== Consigne ==
Dans l'extrait sur Miss Saïgon, recopiez le passage compris entre « La guerre du » et « encore plus poignante. », bornes incluses, en substituant « affrontement » à « conflit ».

La guerre du Viêt Nam (1965–1975) a également trouvé un écho sur la scène. Elle sert de toile de fond au musical Miss Saïgon des français Boublil et Schönberg. Ici il n’y a pas de message politique, mais un mélo qui assume sa source d’inspiration : Madame Butterfly. Le terrible conflit entre les américains et les forces pro-communistes vietnamiennes entraîne ses pauvres victimes dans l’enfer de la précarité. En ces temps troublés, une histoire d’amour entre un soldat américain et une jeune vietnamienne s’avère impossible à vivre. Miss Saïgon s’appuie avec la plus grande force sur les nombreuses images que cette guerre a imprimé dans l’esprit du grand public, et qui participent à rendre la tragédie humaine encore plus poignante.

== Enregistrements ==

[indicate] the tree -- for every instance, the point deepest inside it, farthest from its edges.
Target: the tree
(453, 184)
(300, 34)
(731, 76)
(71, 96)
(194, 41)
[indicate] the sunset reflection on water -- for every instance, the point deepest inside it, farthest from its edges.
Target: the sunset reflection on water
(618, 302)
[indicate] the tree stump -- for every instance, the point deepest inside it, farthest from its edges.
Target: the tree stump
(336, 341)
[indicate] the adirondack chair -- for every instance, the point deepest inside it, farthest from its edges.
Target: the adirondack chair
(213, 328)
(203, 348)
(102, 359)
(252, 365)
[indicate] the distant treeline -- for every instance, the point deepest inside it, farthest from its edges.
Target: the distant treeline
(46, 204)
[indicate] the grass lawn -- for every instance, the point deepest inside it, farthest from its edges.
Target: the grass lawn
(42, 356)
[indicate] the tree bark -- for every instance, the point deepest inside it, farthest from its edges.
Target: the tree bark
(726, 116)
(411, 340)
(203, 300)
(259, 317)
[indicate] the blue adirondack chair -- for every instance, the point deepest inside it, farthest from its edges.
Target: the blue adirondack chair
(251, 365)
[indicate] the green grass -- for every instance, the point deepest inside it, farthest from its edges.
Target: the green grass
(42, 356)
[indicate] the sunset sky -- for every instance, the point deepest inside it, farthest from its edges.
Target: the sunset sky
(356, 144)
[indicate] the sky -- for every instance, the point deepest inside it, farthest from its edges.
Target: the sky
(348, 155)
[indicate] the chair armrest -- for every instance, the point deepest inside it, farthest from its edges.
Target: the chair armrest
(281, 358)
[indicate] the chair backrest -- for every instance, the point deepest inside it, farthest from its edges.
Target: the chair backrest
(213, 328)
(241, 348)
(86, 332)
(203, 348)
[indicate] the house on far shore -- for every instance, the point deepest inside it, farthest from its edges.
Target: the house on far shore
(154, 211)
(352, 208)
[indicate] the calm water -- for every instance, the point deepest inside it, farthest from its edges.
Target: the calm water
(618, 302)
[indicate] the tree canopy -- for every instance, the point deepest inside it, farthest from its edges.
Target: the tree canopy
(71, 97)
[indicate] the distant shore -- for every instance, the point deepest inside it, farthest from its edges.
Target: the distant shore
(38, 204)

== Corrigé ==
La guerre du Viêt Nam (1965–1975) a également trouvé un écho sur la scène. Elle sert de toile de fond au musical Miss Saïgon des français Boublil et Schönberg. Ici il n’y a pas de message politique, mais un mélo qui assume sa source d’inspiration : Madame Butterfly. Le terrible affrontement entre les américains et les forces pro-communistes vietnamiennes entraîne ses pauvres victimes dans l’enfer de la précarité. En ces temps troublés, une histoire d’amour entre un soldat américain et une jeune vietnamienne s’avère impossible à vivre. Miss Saïgon s’appuie avec la plus grande force sur les nombreuses images que cette guerre a imprimé dans l’esprit du grand public, et qui participent à rendre la tragédie humaine encore plus poignante.